■ Task requirements
Count the lines in the listing below that contain the string "background", treating uppercase and lowercase as different. Reply with the number alone.
━━━━━ Material for this exercise ━━━━━
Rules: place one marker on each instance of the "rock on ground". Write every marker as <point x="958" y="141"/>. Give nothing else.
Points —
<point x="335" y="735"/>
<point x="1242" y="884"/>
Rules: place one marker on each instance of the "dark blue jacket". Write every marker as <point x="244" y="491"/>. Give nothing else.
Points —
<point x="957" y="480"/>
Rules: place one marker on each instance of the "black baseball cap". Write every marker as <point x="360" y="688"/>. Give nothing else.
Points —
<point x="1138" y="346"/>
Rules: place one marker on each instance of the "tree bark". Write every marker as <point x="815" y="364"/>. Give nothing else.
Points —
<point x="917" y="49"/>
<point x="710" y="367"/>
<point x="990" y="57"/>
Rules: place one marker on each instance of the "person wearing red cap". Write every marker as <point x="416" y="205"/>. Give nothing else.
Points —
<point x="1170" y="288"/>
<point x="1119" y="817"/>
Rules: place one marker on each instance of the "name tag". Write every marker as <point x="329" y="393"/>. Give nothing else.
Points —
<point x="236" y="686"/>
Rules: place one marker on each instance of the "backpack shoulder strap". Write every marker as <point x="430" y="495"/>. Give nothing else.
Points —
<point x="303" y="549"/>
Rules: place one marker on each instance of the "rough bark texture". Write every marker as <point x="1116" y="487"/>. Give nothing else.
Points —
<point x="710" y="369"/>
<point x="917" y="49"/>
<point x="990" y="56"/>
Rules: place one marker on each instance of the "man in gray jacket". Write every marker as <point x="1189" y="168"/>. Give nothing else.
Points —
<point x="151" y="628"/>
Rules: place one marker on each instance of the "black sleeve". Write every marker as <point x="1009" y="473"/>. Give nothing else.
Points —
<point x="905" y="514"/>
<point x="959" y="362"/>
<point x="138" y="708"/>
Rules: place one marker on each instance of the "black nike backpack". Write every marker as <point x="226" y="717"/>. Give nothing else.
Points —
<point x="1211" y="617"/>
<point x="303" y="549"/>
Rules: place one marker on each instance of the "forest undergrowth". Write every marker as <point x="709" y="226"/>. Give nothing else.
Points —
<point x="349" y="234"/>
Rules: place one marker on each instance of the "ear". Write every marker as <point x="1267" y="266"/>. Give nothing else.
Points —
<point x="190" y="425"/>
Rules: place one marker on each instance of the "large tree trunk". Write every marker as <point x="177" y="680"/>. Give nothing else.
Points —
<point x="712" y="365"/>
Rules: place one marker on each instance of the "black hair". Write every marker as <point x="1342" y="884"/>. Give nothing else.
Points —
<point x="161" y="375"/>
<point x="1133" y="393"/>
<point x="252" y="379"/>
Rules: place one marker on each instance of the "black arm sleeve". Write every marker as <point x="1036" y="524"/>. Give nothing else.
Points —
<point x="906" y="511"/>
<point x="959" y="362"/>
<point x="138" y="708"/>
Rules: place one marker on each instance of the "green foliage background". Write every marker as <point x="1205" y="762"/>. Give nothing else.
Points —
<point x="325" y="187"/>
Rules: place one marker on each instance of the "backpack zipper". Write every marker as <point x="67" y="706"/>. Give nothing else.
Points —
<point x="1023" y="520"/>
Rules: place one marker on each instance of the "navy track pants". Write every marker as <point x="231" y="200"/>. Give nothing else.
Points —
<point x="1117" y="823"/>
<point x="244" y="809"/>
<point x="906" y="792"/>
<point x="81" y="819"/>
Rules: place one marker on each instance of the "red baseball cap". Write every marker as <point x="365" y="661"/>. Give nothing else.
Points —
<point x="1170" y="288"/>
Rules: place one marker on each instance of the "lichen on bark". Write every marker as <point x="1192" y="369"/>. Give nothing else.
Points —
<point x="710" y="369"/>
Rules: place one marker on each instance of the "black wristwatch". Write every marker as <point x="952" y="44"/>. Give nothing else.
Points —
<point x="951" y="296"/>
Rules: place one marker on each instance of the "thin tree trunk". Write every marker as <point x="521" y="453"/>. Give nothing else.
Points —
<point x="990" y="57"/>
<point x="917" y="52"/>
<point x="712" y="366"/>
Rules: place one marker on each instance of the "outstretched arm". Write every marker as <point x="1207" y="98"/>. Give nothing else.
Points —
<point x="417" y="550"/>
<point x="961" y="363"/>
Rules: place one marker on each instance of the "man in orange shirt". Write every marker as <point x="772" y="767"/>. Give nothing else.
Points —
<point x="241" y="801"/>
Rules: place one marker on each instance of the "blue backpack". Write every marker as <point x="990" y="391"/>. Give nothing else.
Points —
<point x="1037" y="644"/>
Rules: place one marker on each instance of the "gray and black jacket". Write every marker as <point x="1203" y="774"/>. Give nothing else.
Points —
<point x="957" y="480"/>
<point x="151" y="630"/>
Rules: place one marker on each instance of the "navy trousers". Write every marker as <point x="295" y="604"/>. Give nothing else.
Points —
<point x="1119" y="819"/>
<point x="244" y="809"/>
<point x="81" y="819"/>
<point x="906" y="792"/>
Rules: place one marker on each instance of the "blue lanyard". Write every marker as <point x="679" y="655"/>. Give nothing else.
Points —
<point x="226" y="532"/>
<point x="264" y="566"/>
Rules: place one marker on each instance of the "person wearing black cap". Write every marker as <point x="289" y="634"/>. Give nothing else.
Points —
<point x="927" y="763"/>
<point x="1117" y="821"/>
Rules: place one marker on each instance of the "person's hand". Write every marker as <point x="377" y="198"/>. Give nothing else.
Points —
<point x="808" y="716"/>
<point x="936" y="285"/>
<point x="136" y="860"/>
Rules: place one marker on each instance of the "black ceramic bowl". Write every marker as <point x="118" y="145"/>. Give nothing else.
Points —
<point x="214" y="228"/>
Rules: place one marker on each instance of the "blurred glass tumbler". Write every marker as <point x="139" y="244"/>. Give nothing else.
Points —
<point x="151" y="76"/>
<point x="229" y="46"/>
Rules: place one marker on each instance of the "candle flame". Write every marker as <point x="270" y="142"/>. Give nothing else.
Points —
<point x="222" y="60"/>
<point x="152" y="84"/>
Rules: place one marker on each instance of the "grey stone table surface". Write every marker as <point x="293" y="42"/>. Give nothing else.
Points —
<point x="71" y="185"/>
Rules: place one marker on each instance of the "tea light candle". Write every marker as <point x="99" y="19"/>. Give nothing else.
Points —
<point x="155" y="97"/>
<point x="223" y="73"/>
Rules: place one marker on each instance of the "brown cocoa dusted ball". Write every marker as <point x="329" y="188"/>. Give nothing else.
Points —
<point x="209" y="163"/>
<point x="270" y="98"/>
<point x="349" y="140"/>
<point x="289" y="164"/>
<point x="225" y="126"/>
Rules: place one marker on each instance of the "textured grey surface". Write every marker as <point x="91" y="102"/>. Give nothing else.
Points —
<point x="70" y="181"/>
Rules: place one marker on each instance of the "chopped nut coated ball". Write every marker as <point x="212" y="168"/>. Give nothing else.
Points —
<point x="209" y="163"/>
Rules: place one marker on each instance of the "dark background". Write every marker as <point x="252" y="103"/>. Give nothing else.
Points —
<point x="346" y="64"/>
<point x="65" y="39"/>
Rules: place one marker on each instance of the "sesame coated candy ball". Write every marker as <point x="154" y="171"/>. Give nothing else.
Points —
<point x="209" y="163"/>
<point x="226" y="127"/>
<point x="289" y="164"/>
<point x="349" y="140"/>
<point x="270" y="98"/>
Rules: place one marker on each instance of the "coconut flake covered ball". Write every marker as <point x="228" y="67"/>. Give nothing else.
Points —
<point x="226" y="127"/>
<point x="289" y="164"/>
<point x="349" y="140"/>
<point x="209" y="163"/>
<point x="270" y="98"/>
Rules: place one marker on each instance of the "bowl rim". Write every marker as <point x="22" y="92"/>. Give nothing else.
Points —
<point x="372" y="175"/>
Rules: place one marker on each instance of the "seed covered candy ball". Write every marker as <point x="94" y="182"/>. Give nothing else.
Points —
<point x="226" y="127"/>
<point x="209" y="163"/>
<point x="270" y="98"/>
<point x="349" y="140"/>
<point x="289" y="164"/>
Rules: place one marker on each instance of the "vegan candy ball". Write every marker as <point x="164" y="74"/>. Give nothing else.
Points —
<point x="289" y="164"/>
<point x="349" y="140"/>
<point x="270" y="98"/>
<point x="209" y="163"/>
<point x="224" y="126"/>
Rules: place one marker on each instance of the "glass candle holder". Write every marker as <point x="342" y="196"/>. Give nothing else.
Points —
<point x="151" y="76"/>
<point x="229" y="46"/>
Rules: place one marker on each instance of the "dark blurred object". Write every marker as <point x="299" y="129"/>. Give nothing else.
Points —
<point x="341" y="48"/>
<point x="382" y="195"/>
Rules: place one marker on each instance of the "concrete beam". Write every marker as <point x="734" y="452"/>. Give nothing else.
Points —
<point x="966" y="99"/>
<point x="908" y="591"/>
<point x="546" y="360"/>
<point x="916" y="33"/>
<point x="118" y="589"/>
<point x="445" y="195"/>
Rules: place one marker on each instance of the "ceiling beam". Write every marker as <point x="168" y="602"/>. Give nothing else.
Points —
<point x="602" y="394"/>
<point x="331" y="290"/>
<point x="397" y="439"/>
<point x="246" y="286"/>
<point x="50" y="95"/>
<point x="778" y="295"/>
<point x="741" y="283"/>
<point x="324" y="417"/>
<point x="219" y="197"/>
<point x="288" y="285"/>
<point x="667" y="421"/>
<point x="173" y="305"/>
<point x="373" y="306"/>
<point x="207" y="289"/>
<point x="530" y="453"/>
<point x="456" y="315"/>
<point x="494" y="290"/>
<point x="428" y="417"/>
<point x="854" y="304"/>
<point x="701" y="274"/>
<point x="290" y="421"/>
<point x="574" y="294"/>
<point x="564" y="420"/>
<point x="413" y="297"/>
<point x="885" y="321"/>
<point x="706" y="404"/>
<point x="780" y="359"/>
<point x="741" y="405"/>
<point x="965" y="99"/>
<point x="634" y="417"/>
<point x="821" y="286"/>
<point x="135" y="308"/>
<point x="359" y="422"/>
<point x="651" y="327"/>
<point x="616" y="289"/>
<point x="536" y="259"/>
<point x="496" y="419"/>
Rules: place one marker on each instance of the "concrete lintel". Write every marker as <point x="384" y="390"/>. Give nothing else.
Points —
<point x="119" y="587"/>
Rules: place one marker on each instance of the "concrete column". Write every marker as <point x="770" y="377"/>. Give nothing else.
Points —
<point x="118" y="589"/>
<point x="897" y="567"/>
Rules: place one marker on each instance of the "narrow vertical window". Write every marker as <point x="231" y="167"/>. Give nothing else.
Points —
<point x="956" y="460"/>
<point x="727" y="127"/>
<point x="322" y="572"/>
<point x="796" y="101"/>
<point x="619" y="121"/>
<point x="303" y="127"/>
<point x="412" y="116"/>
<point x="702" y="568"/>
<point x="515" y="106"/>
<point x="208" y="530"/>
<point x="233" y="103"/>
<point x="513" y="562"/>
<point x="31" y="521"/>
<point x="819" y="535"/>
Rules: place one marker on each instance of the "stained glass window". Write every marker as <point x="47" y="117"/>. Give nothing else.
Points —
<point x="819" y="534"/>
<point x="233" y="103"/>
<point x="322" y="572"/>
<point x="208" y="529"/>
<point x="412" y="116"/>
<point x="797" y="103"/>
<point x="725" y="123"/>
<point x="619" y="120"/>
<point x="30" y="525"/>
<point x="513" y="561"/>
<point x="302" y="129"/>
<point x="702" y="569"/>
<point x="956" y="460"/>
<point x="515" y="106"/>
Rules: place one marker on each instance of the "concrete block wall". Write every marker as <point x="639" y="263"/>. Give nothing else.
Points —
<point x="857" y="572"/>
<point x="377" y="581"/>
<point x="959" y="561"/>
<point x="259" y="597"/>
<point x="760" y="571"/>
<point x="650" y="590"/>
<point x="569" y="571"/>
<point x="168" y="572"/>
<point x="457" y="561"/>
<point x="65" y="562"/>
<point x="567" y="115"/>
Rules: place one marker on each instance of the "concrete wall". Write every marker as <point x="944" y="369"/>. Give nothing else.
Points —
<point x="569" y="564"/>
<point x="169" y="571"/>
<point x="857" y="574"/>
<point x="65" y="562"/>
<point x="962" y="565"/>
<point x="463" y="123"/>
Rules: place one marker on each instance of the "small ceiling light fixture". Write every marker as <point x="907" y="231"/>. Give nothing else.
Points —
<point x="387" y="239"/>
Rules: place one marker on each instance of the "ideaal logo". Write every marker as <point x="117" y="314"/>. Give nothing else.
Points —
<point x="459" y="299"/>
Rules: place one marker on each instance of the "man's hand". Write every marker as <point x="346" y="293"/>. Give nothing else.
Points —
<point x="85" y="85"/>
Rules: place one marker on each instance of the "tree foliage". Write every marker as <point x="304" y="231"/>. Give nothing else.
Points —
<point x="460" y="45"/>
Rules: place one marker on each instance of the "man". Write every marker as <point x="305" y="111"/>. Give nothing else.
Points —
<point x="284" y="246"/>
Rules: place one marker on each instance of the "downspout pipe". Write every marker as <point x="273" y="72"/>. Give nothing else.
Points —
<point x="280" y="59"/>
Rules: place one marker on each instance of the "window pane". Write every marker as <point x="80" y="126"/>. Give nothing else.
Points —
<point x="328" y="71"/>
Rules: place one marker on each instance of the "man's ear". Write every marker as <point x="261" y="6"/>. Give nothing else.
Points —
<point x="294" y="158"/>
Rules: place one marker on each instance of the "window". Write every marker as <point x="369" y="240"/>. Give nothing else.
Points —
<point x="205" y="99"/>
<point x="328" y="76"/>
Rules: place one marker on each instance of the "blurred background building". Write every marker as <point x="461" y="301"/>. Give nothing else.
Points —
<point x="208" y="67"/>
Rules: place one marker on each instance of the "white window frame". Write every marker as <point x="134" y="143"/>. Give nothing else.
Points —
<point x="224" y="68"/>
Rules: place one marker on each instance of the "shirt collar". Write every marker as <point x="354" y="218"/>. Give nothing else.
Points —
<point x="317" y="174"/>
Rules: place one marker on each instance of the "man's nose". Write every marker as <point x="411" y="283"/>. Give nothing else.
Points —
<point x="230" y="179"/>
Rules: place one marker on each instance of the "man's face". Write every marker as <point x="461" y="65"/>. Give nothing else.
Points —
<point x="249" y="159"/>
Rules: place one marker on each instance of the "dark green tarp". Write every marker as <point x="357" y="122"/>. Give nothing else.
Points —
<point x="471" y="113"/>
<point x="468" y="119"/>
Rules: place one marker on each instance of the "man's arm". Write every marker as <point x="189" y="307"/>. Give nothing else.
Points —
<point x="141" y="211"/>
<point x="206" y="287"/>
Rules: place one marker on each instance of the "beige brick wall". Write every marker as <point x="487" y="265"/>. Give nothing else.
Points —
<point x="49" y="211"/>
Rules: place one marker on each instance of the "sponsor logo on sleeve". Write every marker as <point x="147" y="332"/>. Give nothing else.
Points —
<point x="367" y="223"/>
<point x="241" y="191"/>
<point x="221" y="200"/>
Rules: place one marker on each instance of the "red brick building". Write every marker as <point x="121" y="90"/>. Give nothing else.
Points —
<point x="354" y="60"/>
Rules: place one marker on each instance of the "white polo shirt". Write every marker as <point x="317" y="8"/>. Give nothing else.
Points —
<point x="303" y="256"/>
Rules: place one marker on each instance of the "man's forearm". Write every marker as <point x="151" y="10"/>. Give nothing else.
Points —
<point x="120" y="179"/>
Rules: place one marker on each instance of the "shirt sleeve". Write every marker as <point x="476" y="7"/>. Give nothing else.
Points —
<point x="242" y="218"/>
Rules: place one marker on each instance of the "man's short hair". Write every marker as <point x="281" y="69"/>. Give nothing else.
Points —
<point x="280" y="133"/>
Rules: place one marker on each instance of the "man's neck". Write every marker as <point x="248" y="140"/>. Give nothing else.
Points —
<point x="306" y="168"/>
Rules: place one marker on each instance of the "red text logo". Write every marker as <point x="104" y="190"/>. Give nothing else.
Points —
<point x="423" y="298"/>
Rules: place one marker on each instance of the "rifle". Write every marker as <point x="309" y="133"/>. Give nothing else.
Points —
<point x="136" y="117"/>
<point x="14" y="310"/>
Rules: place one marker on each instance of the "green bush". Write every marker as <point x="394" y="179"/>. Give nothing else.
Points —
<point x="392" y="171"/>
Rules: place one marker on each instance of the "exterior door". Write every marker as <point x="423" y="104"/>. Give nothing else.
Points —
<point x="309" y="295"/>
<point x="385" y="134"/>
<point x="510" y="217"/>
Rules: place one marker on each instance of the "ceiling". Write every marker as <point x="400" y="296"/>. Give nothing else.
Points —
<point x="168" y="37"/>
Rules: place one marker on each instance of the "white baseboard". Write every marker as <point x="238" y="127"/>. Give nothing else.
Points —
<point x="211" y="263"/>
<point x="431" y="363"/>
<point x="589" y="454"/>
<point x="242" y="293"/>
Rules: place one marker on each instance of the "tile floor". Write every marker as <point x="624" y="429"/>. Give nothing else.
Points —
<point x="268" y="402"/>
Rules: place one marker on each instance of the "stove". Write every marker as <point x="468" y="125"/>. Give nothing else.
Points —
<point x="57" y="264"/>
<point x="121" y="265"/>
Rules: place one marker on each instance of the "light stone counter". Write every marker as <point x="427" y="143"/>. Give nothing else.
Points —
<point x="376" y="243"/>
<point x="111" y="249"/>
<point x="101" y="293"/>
━━━━━
■ Exercise result
3